*DESCRIPTION OF THE TASK*:
Everything from the line that contains "of the mowed" through the final line of the records below should be quoted exactly, except the pictures.

___ SUPPLIED MATERIAL

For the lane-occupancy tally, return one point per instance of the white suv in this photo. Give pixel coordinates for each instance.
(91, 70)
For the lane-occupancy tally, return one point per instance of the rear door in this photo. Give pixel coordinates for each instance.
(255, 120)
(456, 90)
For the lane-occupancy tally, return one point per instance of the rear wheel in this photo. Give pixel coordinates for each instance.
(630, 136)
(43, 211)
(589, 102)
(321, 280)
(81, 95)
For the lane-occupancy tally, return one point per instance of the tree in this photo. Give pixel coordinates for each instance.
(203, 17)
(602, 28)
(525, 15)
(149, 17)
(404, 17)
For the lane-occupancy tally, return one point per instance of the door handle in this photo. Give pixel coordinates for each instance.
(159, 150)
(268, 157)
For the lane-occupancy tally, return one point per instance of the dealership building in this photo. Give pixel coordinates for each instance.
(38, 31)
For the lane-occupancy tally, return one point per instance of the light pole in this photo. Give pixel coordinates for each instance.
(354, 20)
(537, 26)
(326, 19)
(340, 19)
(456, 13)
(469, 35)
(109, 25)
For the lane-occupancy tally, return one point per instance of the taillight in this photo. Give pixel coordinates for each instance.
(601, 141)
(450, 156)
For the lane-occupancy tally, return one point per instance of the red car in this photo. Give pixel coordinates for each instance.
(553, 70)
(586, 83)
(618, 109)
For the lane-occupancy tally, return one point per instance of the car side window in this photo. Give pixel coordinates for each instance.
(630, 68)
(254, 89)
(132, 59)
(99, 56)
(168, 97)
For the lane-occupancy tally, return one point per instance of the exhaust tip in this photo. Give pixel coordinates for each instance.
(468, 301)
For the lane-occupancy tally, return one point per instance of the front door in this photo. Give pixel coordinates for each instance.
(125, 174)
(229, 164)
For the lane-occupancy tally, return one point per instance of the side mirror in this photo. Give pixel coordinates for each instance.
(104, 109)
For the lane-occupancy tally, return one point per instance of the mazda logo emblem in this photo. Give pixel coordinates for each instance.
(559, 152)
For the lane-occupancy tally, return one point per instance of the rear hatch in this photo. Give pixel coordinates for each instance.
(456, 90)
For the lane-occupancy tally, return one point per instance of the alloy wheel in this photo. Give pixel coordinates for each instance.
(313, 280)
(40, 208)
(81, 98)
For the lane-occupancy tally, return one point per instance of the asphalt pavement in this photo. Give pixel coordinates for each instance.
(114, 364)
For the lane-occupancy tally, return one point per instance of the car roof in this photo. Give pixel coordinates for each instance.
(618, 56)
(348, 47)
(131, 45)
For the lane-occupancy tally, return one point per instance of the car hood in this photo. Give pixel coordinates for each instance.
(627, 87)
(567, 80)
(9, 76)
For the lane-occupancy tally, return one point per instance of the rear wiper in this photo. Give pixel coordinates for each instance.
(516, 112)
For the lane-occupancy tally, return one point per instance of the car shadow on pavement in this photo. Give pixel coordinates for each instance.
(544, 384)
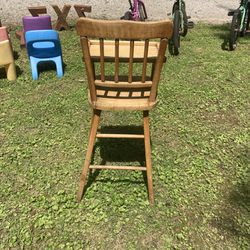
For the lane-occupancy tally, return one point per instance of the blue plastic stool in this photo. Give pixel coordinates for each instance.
(42, 46)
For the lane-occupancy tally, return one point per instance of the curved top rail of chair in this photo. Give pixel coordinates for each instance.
(112, 29)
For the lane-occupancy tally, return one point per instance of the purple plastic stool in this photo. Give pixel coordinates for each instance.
(37, 23)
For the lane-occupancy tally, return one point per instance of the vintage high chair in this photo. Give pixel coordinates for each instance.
(127, 42)
(6, 55)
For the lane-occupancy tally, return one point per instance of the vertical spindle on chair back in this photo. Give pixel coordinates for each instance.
(133, 34)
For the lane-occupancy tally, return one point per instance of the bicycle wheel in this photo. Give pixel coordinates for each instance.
(234, 33)
(142, 15)
(246, 22)
(176, 31)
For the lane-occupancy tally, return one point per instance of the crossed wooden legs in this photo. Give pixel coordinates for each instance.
(93, 134)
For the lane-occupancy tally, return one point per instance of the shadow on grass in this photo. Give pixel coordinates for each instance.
(3, 72)
(234, 217)
(119, 151)
(48, 66)
(222, 32)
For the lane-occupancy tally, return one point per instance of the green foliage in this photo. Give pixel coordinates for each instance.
(200, 140)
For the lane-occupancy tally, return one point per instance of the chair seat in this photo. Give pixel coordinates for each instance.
(121, 101)
(124, 51)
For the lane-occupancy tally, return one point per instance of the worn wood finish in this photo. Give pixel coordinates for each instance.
(145, 60)
(92, 135)
(116, 60)
(112, 84)
(114, 92)
(117, 167)
(124, 51)
(131, 57)
(38, 10)
(102, 60)
(90, 69)
(127, 136)
(62, 15)
(81, 9)
(123, 29)
(148, 156)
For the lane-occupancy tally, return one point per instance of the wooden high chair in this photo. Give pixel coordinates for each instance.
(128, 43)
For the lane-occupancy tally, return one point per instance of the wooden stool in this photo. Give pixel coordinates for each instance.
(80, 9)
(36, 11)
(62, 15)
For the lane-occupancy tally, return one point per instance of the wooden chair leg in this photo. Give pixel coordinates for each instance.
(148, 156)
(92, 136)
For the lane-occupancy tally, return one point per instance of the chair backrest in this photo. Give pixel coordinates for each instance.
(3, 34)
(37, 23)
(43, 43)
(132, 34)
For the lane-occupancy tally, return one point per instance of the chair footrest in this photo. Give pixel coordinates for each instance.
(127, 136)
(117, 167)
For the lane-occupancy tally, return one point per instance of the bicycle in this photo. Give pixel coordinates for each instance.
(137, 11)
(240, 22)
(181, 23)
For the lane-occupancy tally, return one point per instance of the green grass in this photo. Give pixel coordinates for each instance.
(200, 143)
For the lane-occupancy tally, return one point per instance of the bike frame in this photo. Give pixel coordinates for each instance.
(181, 5)
(135, 9)
(243, 11)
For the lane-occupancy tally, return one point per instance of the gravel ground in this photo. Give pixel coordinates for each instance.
(213, 11)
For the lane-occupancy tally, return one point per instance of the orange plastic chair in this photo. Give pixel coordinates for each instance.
(129, 42)
(6, 55)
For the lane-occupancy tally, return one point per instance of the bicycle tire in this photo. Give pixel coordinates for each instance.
(183, 32)
(176, 32)
(246, 22)
(185, 22)
(234, 32)
(142, 15)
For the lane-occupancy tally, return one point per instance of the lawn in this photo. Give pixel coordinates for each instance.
(200, 150)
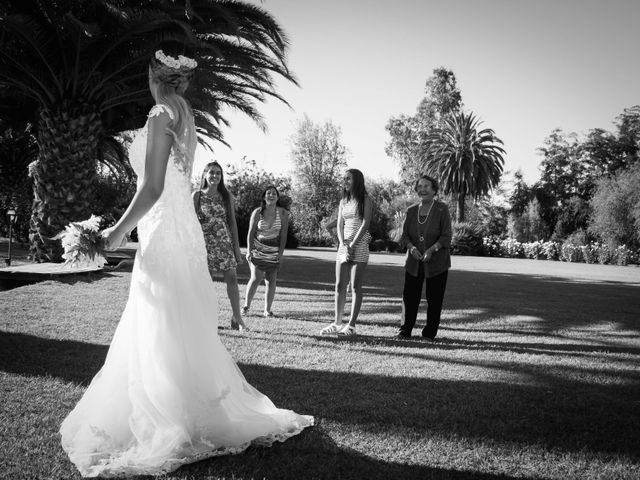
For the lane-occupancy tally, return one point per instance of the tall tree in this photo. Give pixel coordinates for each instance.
(320, 158)
(467, 160)
(77, 71)
(409, 134)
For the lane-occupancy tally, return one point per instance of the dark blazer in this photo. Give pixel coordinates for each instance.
(436, 229)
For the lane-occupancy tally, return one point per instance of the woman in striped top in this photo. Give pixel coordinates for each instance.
(266, 240)
(354, 215)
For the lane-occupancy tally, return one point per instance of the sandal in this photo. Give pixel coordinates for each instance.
(347, 331)
(242, 327)
(331, 329)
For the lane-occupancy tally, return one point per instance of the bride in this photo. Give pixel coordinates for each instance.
(168, 393)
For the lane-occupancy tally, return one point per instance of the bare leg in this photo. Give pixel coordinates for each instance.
(270, 282)
(252, 286)
(231, 279)
(342, 280)
(357, 276)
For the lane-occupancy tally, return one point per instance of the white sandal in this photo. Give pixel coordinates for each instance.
(347, 331)
(331, 329)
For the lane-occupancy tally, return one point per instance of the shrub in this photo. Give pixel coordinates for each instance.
(571, 250)
(466, 239)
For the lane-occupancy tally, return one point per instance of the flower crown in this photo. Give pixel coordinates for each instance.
(178, 63)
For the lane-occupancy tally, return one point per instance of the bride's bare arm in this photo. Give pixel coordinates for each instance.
(159, 143)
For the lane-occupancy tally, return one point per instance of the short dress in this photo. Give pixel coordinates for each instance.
(213, 218)
(352, 222)
(266, 244)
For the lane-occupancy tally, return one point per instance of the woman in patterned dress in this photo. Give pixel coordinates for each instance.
(354, 216)
(216, 211)
(266, 240)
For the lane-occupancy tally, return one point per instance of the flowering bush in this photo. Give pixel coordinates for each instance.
(571, 250)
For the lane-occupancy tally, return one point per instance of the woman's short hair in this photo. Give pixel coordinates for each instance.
(434, 183)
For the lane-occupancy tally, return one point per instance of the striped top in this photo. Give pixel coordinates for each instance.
(268, 232)
(352, 222)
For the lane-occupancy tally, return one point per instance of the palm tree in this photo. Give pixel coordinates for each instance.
(466, 160)
(77, 71)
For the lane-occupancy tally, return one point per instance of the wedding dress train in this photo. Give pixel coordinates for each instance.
(169, 392)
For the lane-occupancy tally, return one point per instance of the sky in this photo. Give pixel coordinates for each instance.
(523, 67)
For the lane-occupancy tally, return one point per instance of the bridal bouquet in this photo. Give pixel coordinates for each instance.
(83, 245)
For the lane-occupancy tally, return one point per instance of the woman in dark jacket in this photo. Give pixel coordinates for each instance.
(426, 234)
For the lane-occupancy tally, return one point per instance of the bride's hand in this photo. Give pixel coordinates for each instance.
(113, 238)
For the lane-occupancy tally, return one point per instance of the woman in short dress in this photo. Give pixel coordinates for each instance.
(216, 210)
(266, 240)
(354, 216)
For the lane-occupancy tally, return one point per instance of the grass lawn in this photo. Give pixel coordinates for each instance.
(535, 374)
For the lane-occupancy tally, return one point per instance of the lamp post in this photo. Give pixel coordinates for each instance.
(11, 213)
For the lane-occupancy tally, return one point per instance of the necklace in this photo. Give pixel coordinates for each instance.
(425, 218)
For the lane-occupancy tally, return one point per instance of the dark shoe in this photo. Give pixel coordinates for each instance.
(428, 338)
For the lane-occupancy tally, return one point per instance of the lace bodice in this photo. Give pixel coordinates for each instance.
(171, 223)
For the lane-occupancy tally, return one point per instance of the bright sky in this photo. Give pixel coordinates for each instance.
(524, 68)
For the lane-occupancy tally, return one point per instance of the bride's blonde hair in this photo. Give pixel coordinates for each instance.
(172, 79)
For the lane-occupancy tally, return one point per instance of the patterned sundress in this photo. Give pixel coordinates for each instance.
(213, 218)
(352, 222)
(266, 244)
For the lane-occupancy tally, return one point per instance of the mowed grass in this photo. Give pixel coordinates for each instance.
(535, 374)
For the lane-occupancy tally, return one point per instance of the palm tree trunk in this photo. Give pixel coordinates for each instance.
(64, 174)
(460, 212)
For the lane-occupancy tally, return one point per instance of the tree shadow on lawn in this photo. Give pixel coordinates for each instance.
(546, 302)
(443, 343)
(551, 411)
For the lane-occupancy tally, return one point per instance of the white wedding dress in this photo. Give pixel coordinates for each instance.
(169, 393)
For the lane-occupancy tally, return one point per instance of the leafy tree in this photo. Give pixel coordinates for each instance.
(529, 226)
(628, 123)
(409, 143)
(383, 194)
(521, 195)
(17, 151)
(77, 71)
(320, 158)
(467, 160)
(616, 208)
(573, 216)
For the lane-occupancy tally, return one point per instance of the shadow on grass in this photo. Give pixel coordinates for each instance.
(548, 410)
(477, 297)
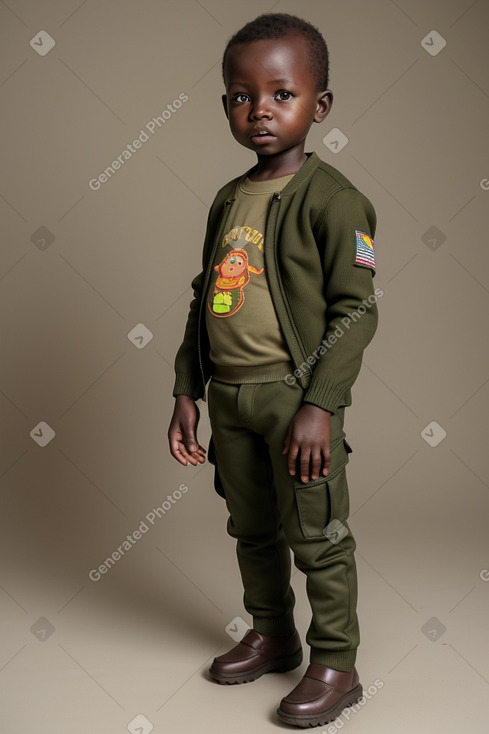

______

*EXERCISE SOLUTION*:
For the lane-occupancy tally, return one point per instance of the mowed grass in this photo. Give pixel coordinates for each instance.
(535, 374)
For the lane-occupancy tally, return one point per instance of the palm tree trunk in this photo. Give pixel coordinates for each instance.
(64, 174)
(460, 212)
For the lane-occupancy tally, return one point per instance of the tree shadow on lawn in this photo. Give pixel coordinates for each instance.
(546, 302)
(443, 343)
(551, 411)
For the lane-occupancy tally, return one point per instance of the white wedding dress in this photo. Give pixel coordinates for each instance.
(169, 393)
For the lane-occupancy tally, return one point per instance of the leafy tree in this photo. Give pixel coordinates for each instance.
(529, 226)
(628, 123)
(409, 143)
(383, 194)
(521, 195)
(17, 151)
(77, 71)
(320, 158)
(467, 160)
(616, 208)
(573, 216)
For the lane-occupancy tally, return one point per instance of the shadow on grass in this photo. Give pixel coordinates for each instance.
(548, 410)
(477, 297)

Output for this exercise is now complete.